→ **WRITTEN TASK**
Output the records below as a two-column CSV with the header text,answer and one row per record. Put each record's text and its answer in their own quoted fields, with every line break replaced by a space.

→ **THE RECORDS**
****************************************

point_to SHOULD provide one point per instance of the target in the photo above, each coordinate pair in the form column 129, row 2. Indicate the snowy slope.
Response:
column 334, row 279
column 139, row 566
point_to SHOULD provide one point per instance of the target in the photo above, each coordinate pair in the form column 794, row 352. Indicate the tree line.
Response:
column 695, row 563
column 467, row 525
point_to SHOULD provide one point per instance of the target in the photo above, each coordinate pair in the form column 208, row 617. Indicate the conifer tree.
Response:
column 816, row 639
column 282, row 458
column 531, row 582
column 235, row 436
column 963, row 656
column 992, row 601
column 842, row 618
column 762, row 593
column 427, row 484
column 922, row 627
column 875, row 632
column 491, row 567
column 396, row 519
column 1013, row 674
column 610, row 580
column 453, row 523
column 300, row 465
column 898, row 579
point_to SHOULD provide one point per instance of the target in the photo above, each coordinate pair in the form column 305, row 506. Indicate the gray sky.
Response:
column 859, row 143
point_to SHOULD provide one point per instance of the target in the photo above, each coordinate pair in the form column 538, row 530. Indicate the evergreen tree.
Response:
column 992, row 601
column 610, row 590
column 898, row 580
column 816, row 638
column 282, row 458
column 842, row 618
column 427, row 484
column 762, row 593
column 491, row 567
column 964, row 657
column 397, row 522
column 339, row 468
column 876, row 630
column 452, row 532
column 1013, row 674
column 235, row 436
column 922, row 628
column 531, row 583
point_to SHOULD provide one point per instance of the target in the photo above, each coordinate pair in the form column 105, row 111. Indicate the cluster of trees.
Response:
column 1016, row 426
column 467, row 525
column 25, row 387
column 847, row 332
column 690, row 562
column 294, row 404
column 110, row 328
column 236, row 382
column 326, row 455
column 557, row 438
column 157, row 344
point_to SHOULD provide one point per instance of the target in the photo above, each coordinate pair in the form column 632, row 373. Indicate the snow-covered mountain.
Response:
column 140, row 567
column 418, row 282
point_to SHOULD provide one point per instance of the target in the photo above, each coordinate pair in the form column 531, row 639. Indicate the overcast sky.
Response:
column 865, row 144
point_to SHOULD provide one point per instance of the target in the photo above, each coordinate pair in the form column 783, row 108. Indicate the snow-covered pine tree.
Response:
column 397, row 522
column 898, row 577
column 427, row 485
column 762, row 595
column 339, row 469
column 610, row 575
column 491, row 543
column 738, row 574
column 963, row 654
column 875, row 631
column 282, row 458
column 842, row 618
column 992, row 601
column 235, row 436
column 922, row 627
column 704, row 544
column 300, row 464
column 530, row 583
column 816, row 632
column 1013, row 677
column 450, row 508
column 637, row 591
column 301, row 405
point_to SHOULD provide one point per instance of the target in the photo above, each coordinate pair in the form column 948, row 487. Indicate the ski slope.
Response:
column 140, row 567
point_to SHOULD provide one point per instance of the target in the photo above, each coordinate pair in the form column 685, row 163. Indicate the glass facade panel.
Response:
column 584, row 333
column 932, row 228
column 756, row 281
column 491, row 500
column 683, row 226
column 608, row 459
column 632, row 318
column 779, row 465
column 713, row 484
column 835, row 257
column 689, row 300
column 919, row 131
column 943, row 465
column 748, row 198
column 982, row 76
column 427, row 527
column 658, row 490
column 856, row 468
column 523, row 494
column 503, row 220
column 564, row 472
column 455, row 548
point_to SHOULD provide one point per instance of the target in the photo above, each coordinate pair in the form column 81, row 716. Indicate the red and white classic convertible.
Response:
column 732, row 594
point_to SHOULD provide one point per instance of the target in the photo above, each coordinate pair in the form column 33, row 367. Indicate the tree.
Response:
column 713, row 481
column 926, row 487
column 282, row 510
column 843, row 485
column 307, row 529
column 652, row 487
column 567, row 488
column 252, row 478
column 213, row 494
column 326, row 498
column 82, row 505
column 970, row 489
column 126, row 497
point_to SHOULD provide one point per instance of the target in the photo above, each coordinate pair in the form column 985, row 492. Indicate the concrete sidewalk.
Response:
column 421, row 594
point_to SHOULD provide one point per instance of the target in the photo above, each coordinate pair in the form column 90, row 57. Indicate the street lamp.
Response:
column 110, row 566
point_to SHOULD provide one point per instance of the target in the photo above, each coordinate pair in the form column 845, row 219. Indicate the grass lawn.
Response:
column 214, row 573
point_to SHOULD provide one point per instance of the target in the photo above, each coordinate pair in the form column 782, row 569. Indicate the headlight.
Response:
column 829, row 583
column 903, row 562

****************************************

→ **CORRECT ANSWER**
text,answer
"point_to SHOULD provide one point per instance of the target in the photo above, each coordinate pair in the form column 129, row 2. Indicate the snowy slope. Response:","column 334, row 279 column 139, row 566"
"point_to SHOULD provide one point per instance of the target in the photo above, each coordinate pair in the form column 794, row 352. Indicate the tree line. Response:","column 695, row 563 column 467, row 525"
"point_to SHOULD provide one point per instance of the target in the photo above, each coordinate pair in the form column 208, row 617. Indicate the conifer tree. Response:","column 816, row 639 column 282, row 458 column 531, row 582 column 235, row 436 column 963, row 656 column 992, row 601 column 842, row 618 column 762, row 593 column 427, row 484 column 922, row 627 column 875, row 632 column 491, row 567 column 396, row 519 column 1013, row 674 column 610, row 580 column 453, row 523 column 300, row 465 column 898, row 579"
"point_to SHOULD provide one point per instance of the target in the photo above, each coordinate pair in the form column 305, row 506. Indicate the gray sky. Response:","column 859, row 143"
"point_to SHOULD provide one point per instance of the target in the photo above, each coordinate pair in the form column 538, row 530. Indicate the evergreen tree. Response:","column 992, row 601 column 610, row 590 column 898, row 580 column 816, row 638 column 282, row 458 column 842, row 618 column 427, row 484 column 762, row 593 column 491, row 567 column 964, row 657 column 397, row 522 column 339, row 468 column 876, row 630 column 452, row 532 column 1013, row 674 column 235, row 436 column 922, row 628 column 531, row 583"
"point_to SHOULD provide one point per instance of the target in the photo above, each coordinate pair in the form column 105, row 111. Indicate the cluster of trees. Response:","column 1016, row 426 column 467, row 525 column 25, row 387 column 847, row 332 column 690, row 562 column 294, row 404 column 110, row 328 column 236, row 382 column 326, row 455 column 557, row 438 column 157, row 344"
"point_to SHOULD provide one point per instance of the target in the photo above, each coordinate pair in the form column 632, row 373. Indicate the snow-covered mountain. Response:","column 140, row 567 column 418, row 282"
"point_to SHOULD provide one point per instance of the target in the photo above, each coordinate pair in the form column 531, row 639. Indicate the overcast sky. Response:","column 865, row 144"
"point_to SHOULD provide one point per instance of the target in the photo above, each coordinate pair in the form column 783, row 108. Indicate the snow-covered pine tree. Response:","column 397, row 522 column 898, row 577 column 427, row 485 column 762, row 595 column 339, row 469 column 610, row 575 column 491, row 543 column 738, row 574 column 963, row 654 column 875, row 631 column 282, row 458 column 842, row 618 column 992, row 601 column 235, row 436 column 922, row 627 column 704, row 544 column 300, row 464 column 530, row 583 column 816, row 632 column 1013, row 677 column 450, row 508 column 637, row 591 column 301, row 405"
"point_to SHOULD provide one point per instance of the target in the photo above, each coordinate pair in the form column 948, row 487. Indicate the ski slope. Response:","column 140, row 567"
"point_to SHOULD provide one point per instance of the target in the photo above, each coordinate pair in the form column 685, row 163. Indicate the glass facade panel. Response:","column 584, row 333 column 932, row 228 column 756, row 281 column 491, row 500 column 683, row 226 column 608, row 459 column 632, row 318 column 779, row 465 column 713, row 484 column 835, row 257 column 689, row 300 column 919, row 131 column 943, row 465 column 748, row 198 column 982, row 76 column 427, row 527 column 658, row 490 column 856, row 468 column 523, row 494 column 503, row 220 column 564, row 472 column 455, row 548"
"point_to SHOULD provide one point per instance of the target in the photo above, each coordinate pair in the form column 81, row 716. Indicate the red and white classic convertible. Response:","column 732, row 594"
"point_to SHOULD provide one point per instance of the target in the photo above, each coordinate pair in the form column 33, row 367. Indicate the tree. Response:","column 713, row 481 column 926, row 487 column 282, row 510 column 843, row 485 column 307, row 529 column 652, row 487 column 567, row 488 column 252, row 478 column 213, row 494 column 326, row 498 column 82, row 505 column 970, row 489 column 126, row 497"
"point_to SHOULD provide one point per instance of the target in the photo above, each coordinate pair in the form column 985, row 492. Indicate the concrete sidewalk. Response:","column 421, row 594"
"point_to SHOULD provide one point per instance of the target in the photo above, each coordinate pair in the form column 90, row 57. Indicate the street lamp. Response:","column 110, row 566"
"point_to SHOULD provide one point per instance of the target in the photo above, each coordinate pair in the form column 845, row 219. Indicate the grass lawn. Response:","column 214, row 573"
"point_to SHOULD provide one point per instance of the target in the photo above, each coordinate pair in the form column 782, row 569. Indicate the headlight. Response:","column 829, row 583 column 903, row 562"